Activity. For the listing that follows, give again exactly the lines from the one with "on the beige" to the one with "on the building", including both.

Data for the task START

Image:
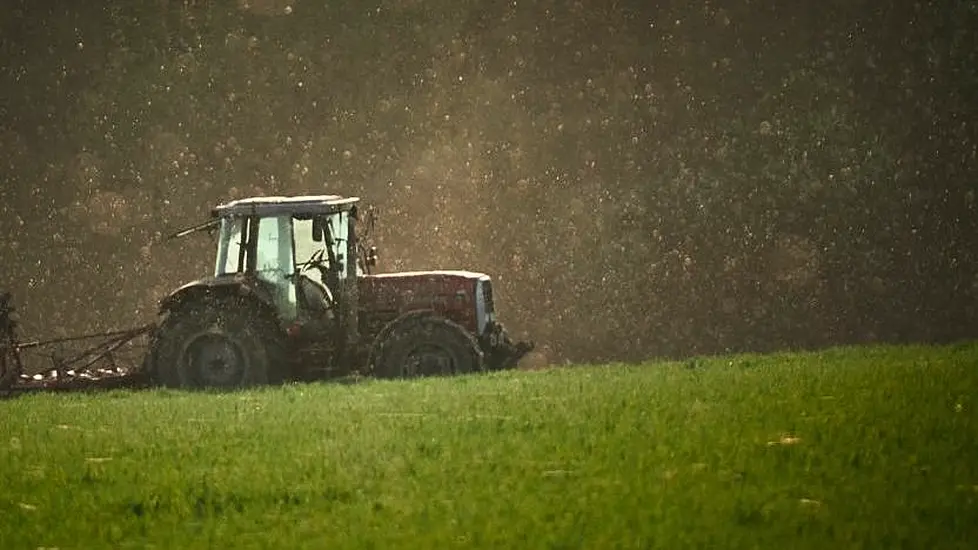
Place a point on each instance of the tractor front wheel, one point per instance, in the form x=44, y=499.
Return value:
x=218, y=343
x=425, y=346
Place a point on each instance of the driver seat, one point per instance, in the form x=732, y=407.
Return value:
x=314, y=298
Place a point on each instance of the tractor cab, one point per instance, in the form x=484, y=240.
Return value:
x=300, y=247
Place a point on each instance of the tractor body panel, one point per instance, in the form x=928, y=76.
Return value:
x=238, y=283
x=457, y=295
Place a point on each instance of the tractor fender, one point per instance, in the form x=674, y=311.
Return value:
x=218, y=286
x=389, y=328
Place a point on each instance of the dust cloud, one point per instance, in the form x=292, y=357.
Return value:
x=640, y=179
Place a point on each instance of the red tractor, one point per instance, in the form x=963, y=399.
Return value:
x=292, y=298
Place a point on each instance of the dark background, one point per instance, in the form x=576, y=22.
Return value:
x=641, y=178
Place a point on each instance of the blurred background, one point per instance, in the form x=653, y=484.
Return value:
x=642, y=179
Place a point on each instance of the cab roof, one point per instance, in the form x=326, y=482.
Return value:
x=298, y=204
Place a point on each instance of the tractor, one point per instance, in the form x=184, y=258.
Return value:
x=293, y=297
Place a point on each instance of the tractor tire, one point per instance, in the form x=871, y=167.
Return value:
x=425, y=345
x=223, y=342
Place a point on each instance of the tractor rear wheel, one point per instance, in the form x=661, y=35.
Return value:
x=224, y=342
x=425, y=345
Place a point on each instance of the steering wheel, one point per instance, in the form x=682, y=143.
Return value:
x=316, y=260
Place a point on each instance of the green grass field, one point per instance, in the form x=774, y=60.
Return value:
x=846, y=448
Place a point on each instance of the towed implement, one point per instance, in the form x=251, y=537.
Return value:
x=292, y=298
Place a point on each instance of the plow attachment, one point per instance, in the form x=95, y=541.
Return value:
x=101, y=360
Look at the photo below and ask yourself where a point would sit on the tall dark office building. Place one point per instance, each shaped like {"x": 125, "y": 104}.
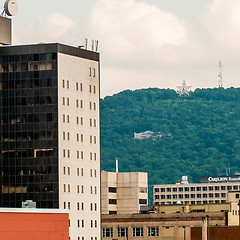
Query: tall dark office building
{"x": 50, "y": 133}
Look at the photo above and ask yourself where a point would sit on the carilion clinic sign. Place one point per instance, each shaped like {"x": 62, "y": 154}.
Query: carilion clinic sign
{"x": 219, "y": 179}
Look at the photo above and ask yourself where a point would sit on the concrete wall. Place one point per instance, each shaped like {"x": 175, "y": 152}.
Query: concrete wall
{"x": 130, "y": 188}
{"x": 170, "y": 226}
{"x": 5, "y": 31}
{"x": 79, "y": 144}
{"x": 217, "y": 233}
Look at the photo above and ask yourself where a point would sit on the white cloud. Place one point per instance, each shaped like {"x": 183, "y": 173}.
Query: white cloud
{"x": 131, "y": 31}
{"x": 222, "y": 20}
{"x": 55, "y": 27}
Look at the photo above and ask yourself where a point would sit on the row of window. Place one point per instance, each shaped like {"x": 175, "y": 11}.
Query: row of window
{"x": 194, "y": 202}
{"x": 114, "y": 190}
{"x": 92, "y": 238}
{"x": 66, "y": 119}
{"x": 66, "y": 84}
{"x": 92, "y": 139}
{"x": 81, "y": 223}
{"x": 67, "y": 153}
{"x": 193, "y": 189}
{"x": 67, "y": 171}
{"x": 80, "y": 206}
{"x": 137, "y": 232}
{"x": 181, "y": 196}
{"x": 92, "y": 72}
{"x": 79, "y": 103}
{"x": 67, "y": 188}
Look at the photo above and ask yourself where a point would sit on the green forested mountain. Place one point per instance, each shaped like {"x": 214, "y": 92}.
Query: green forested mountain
{"x": 205, "y": 129}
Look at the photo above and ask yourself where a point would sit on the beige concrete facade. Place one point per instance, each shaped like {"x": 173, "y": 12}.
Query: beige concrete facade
{"x": 123, "y": 192}
{"x": 156, "y": 226}
{"x": 79, "y": 145}
{"x": 6, "y": 31}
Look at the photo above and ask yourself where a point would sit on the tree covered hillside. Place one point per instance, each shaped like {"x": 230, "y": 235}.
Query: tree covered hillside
{"x": 204, "y": 128}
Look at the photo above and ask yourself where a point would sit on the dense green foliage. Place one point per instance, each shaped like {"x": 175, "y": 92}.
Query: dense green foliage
{"x": 205, "y": 130}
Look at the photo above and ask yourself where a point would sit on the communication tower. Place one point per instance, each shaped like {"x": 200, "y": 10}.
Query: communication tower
{"x": 183, "y": 90}
{"x": 220, "y": 74}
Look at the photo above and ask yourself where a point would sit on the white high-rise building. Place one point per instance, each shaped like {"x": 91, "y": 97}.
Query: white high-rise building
{"x": 50, "y": 132}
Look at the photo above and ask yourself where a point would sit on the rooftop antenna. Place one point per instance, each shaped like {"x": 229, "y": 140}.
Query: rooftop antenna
{"x": 116, "y": 165}
{"x": 10, "y": 8}
{"x": 92, "y": 45}
{"x": 96, "y": 45}
{"x": 220, "y": 74}
{"x": 86, "y": 42}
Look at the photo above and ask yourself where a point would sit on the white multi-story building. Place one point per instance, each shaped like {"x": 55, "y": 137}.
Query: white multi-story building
{"x": 209, "y": 190}
{"x": 123, "y": 192}
{"x": 50, "y": 132}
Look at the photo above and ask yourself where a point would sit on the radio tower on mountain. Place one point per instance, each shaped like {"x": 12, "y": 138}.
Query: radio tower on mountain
{"x": 183, "y": 90}
{"x": 220, "y": 74}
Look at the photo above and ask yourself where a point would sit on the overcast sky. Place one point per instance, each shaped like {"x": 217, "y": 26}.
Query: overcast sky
{"x": 143, "y": 43}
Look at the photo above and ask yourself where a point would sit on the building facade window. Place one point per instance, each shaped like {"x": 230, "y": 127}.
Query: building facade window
{"x": 107, "y": 232}
{"x": 112, "y": 201}
{"x": 122, "y": 232}
{"x": 153, "y": 232}
{"x": 137, "y": 232}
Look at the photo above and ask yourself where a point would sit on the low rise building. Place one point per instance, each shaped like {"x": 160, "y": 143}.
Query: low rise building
{"x": 209, "y": 190}
{"x": 123, "y": 192}
{"x": 37, "y": 224}
{"x": 157, "y": 226}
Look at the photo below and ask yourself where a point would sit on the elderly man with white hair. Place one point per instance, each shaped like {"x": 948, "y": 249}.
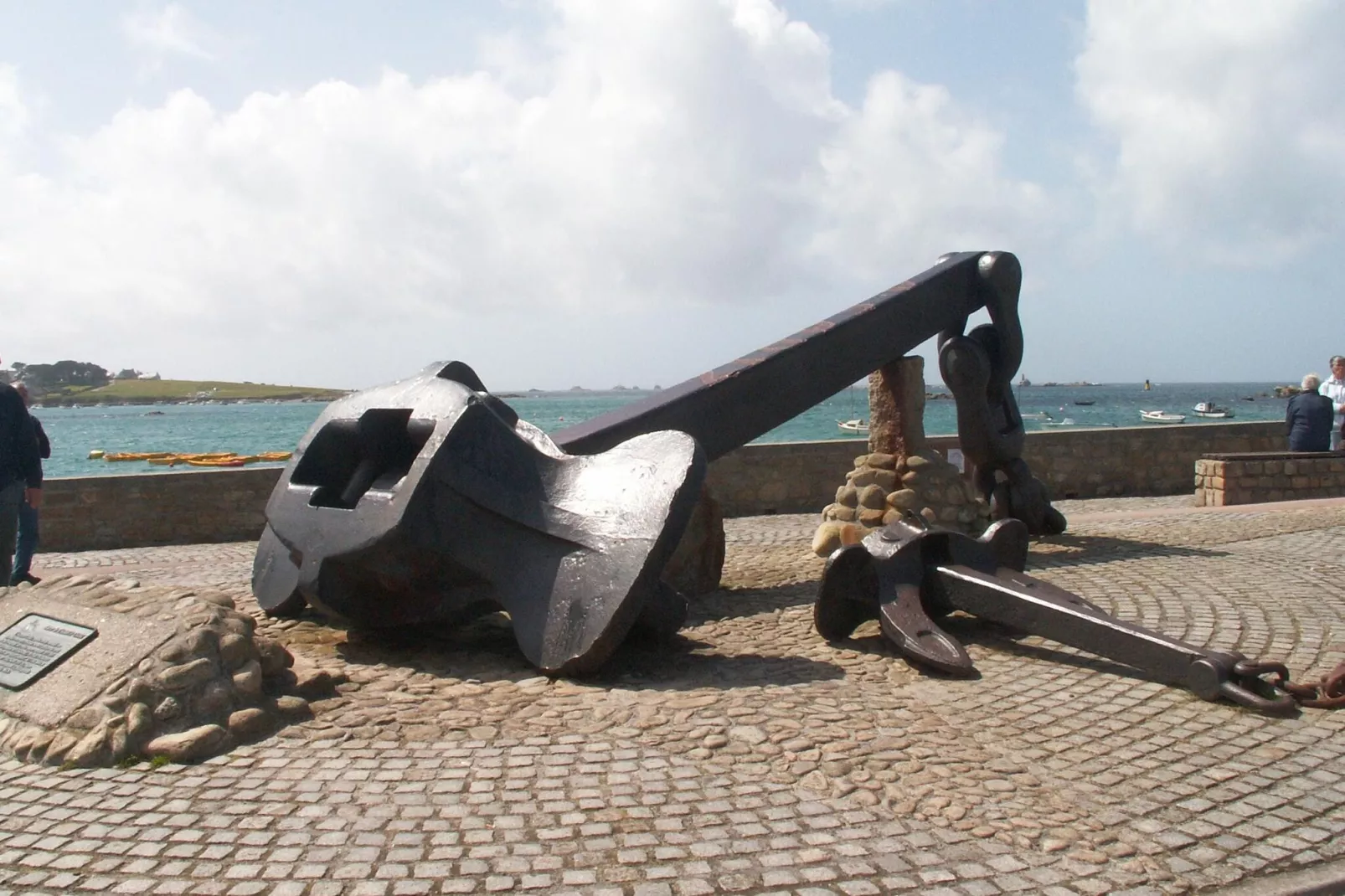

Data for the task END

Output of the exercise.
Look at the photo above and ask yourself where a point would sit on the beige concrete facade. Place one point per instance, each shaped like {"x": 173, "y": 12}.
Query: beige concrete facade
{"x": 123, "y": 192}
{"x": 156, "y": 226}
{"x": 79, "y": 145}
{"x": 6, "y": 31}
Look at the photo above and ask yourself where a point would sit on the tree covered hillside. Place one point per instance, each shaped like {"x": 230, "y": 235}.
Query: tree covered hillside
{"x": 204, "y": 128}
Look at the photo above and ask yourself where a point would sit on the dense green foliage. Place one point per instance, each shaped like {"x": 175, "y": 92}.
Query: dense green foliage
{"x": 205, "y": 130}
Look at the photo above and ask yourself where a point would sit on the communication tower. Place one point per instance, each shaped like {"x": 200, "y": 10}.
Query: communication tower
{"x": 183, "y": 90}
{"x": 220, "y": 74}
Look at the photo above and ask yourself where a point would sit on the white high-rise building. Place one point per instance, each shaped like {"x": 91, "y": 97}.
Query: white high-rise building
{"x": 50, "y": 132}
Look at the photo above and ask yourself where a point would sit on the rooftop antenna. Place one point per instance, each shaped like {"x": 229, "y": 140}.
Query: rooftop antenna
{"x": 116, "y": 165}
{"x": 10, "y": 8}
{"x": 92, "y": 45}
{"x": 96, "y": 45}
{"x": 220, "y": 74}
{"x": 86, "y": 42}
Look at the photo above and ask yourself where a point would sit on the white multi-story building. Place one point per instance, each shaped like {"x": 55, "y": 137}.
Query: white multi-story building
{"x": 209, "y": 190}
{"x": 123, "y": 192}
{"x": 50, "y": 132}
Look at the photo above and ask yourself where a point would sit on the radio tower on mountain. Place one point per instance, each shaped like {"x": 12, "y": 138}.
Query: radio tower on mountain
{"x": 183, "y": 90}
{"x": 220, "y": 74}
Look at the photo above and ask yourself where a point would sit on the overcast sky. Place one point per instance, each shaped like {"x": 217, "y": 26}.
Query: overcast sky
{"x": 143, "y": 43}
Look at the photo above and ask yourself where a point would sit on the building facade window. Place one point per instance, each shaped like {"x": 230, "y": 127}.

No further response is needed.